Exercise brief: Every line of the data below is to be retyped exactly.

=====

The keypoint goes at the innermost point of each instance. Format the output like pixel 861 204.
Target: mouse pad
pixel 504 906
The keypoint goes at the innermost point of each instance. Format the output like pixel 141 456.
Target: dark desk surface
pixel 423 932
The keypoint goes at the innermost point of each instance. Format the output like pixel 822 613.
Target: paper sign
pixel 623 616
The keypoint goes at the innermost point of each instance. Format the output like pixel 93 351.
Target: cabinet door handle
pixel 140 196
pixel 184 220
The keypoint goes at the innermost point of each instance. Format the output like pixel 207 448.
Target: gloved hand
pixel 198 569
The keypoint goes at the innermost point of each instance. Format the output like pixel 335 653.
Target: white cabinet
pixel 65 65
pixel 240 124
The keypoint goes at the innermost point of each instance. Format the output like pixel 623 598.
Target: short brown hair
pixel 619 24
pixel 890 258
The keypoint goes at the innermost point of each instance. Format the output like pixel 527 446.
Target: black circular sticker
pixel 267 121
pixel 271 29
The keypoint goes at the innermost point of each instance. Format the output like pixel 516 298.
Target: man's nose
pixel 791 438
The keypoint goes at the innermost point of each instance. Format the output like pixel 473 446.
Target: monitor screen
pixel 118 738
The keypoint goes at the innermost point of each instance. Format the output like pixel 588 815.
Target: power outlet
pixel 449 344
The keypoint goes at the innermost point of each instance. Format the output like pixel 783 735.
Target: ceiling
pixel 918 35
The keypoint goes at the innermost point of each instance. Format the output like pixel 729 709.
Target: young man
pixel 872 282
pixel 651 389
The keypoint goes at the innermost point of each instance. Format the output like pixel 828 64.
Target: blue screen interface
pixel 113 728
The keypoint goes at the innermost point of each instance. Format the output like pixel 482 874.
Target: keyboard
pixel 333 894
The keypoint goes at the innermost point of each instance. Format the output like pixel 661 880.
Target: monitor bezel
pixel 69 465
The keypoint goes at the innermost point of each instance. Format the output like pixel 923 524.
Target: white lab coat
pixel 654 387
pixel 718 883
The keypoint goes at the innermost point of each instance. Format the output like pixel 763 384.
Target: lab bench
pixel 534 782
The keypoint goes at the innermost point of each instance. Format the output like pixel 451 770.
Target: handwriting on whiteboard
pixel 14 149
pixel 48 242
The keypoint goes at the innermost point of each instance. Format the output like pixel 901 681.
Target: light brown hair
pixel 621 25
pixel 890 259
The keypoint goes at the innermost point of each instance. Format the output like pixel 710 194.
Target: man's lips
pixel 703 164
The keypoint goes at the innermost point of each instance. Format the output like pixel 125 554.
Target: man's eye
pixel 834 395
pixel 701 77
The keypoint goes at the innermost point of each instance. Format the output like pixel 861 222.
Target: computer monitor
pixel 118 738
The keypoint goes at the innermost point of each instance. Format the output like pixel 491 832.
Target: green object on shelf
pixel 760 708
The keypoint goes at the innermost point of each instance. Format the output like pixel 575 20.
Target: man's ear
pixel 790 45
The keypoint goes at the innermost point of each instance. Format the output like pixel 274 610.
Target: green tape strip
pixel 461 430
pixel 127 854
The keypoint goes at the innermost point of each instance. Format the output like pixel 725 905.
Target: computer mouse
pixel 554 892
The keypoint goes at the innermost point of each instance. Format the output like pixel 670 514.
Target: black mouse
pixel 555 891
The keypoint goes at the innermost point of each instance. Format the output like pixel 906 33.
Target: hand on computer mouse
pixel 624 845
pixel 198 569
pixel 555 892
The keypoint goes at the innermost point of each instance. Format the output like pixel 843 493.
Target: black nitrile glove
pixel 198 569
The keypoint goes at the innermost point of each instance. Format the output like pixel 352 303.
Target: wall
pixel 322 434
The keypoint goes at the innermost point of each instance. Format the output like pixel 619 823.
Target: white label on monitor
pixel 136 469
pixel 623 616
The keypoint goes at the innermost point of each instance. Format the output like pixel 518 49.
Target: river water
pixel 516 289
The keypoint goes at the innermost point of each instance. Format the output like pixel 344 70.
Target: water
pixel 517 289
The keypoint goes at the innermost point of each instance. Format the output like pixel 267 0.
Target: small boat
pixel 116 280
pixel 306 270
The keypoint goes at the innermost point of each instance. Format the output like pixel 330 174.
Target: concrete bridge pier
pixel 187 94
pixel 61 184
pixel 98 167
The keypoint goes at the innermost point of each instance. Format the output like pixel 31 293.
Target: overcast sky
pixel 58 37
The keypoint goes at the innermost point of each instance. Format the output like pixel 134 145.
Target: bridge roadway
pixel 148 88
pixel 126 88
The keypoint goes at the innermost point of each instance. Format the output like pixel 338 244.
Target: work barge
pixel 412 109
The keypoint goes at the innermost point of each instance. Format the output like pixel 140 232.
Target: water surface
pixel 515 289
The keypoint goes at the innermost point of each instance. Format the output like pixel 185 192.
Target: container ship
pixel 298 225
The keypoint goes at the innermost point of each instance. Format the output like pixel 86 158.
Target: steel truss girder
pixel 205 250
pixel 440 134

=====

Problem solution:
The keypoint goes at the innermost point of each instance. Format the output like pixel 861 204.
Target: mouse pad
pixel 504 906
The keypoint goes at the innermost point of each instance. Format the output like pixel 141 456.
Target: dark desk surface
pixel 423 932
The keypoint goes at the innermost point of each instance. Format the output like pixel 822 613.
Target: paper sign
pixel 623 616
The keypoint goes at the innermost point of each instance. Format the output like pixel 93 351.
Target: cabinet door handle
pixel 140 196
pixel 184 220
The keypoint goes at the innermost point of each instance. Format the output like pixel 207 448.
Target: gloved hand
pixel 198 569
The keypoint goes at the innermost point of each instance. Format the output like pixel 335 653.
Target: white cabinet
pixel 65 65
pixel 240 124
The keypoint goes at the innermost point of each instance. Format the output like pixel 623 598.
Target: short brown hair
pixel 619 24
pixel 890 258
The keypoint goes at the innermost point of each instance. Format the output like pixel 527 446.
Target: black circular sticker
pixel 267 121
pixel 271 29
The keypoint goes at the innermost point of each instance. Format the output like pixel 516 298.
Target: man's nose
pixel 791 438
The keypoint goes at the innermost point of each instance. Format the output like pixel 473 446.
Target: monitor screen
pixel 118 738
The keypoint goes at the innermost point of each instance. Format the output like pixel 588 815.
Target: power outlet
pixel 449 344
The keypoint goes at the innermost point of each instance. Format the output like pixel 783 735.
Target: ceiling
pixel 918 35
The keypoint goes at the innermost point of each instance. Format the output like pixel 729 709.
Target: young man
pixel 872 282
pixel 651 389
The keypoint goes at the innermost point of each instance. Format the output like pixel 828 64.
Target: blue screen interface
pixel 113 728
The keypoint goes at the innermost point of each instance. Format the output like pixel 482 874.
Target: keyboard
pixel 333 894
The keypoint goes at the innermost point of each instance. Format the output like pixel 661 880.
Target: monitor bezel
pixel 69 465
The keypoint goes at the innermost point of each instance. Format the output like pixel 923 524.
Target: white lab coat
pixel 654 387
pixel 718 883
The keypoint goes at the innermost point of each instance. Format the output like pixel 763 384.
Target: lab bench
pixel 534 782
The keypoint goes at the innermost point of each instance. Format the output like pixel 451 770.
Target: handwriting on whiteboard
pixel 14 149
pixel 48 242
The keypoint goes at the innermost point of each instance. Format the output like pixel 901 681.
Target: light brown hair
pixel 621 25
pixel 890 259
The keypoint goes at the innermost point of each instance. Format the output like pixel 710 194.
Target: man's lips
pixel 703 164
The keypoint goes at the innermost point of each instance. Format the output like pixel 125 554.
Target: man's eye
pixel 834 395
pixel 701 77
The keypoint goes at the innermost point of each instance. Format the output like pixel 861 222.
Target: computer monitor
pixel 118 738
The keypoint goes at the innermost point of each instance. Format the output like pixel 491 832.
Target: green object on shelf
pixel 760 708
The keypoint goes at the innermost point of each instance. Format the output like pixel 575 20.
Target: man's ear
pixel 790 45
The keypoint goes at the innermost point of each instance. Format the output like pixel 274 610.
Target: green tape strip
pixel 461 430
pixel 127 854
The keypoint goes at the innermost point of each instance. Format the output like pixel 725 905.
Target: computer mouse
pixel 554 892
The keypoint goes at the innermost point of each instance. Format the output like pixel 670 514.
Target: black mouse
pixel 555 891
The keypoint goes at the innermost point of each instance. Format the output like pixel 906 33.
Target: hand on computer mouse
pixel 624 845
pixel 198 569
pixel 555 892
The keypoint goes at the innermost point of each instance. Format the output like pixel 843 493.
Target: black nitrile glove
pixel 198 569
The keypoint goes at the innermost point of each instance. Format the output like pixel 352 303.
Target: wall
pixel 322 434
The keypoint goes at the innermost point of each instance. Format the output like pixel 619 823.
Target: white label on monitor
pixel 136 469
pixel 623 616
The keypoint goes at the innermost point of each instance. Format the output like pixel 518 49.
Target: river water
pixel 516 289
The keypoint goes at the innermost point of each instance. Format the output like pixel 344 70.
Target: water
pixel 517 289
The keypoint goes at the innermost point of each instance. Format the output like pixel 267 0.
Target: small boat
pixel 116 280
pixel 306 270
The keypoint goes at the innermost point of each instance. Format the output like pixel 330 174.
Target: concrete bridge pier
pixel 187 94
pixel 61 184
pixel 98 167
The keypoint goes at the innermost point of each instance. Format the output like pixel 31 293.
Target: overcast sky
pixel 58 37
The keypoint goes at the innermost point of each instance. Format the output like pixel 134 145.
Target: bridge roadway
pixel 148 88
pixel 126 88
The keypoint goes at the innermost point of each instance. Format the output like pixel 338 244.
Target: work barge
pixel 412 109
The keypoint goes at the innermost point of each instance. Format the output like pixel 140 232.
Target: water surface
pixel 515 289
The keypoint goes at the innermost point of each instance. Format the output like pixel 185 192.
Target: container ship
pixel 298 225
The keypoint goes at the innermost point of each instance. Format the output like pixel 86 158.
Target: steel truss girder
pixel 205 250
pixel 440 134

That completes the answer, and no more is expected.